*What you are asked to do*. Filter the listing below, please, and copy only the lines with the word "point".

*Provided data*.
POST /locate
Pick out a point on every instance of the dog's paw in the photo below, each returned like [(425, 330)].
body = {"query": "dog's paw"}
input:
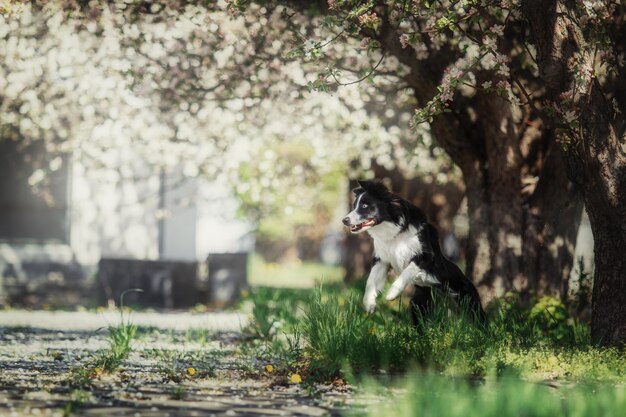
[(369, 304), (395, 291)]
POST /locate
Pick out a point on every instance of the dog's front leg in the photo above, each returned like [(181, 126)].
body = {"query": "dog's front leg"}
[(375, 284), (411, 275)]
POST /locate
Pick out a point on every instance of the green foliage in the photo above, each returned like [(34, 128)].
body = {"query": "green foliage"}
[(430, 395), (539, 341)]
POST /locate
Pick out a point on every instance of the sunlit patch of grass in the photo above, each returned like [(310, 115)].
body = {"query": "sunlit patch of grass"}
[(432, 395), (339, 338)]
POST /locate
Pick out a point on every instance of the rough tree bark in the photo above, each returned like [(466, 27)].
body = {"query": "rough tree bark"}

*Output of the task*.
Pick out a point on every instance of the dog's paw in the photo below, each returned like [(425, 330)].
Pick out a point on every instance of the dog's front leg in the photo above, each returned like [(181, 126)].
Pick out a point on every instance of the green foliage in the photo above, each returned like [(34, 128)].
Pick out a point on every instance of the sunlit patch of grass in the photo above, each returned like [(310, 115)].
Pick out a point on every instance of the rough tree bark in the photo above, each returned like [(466, 27)].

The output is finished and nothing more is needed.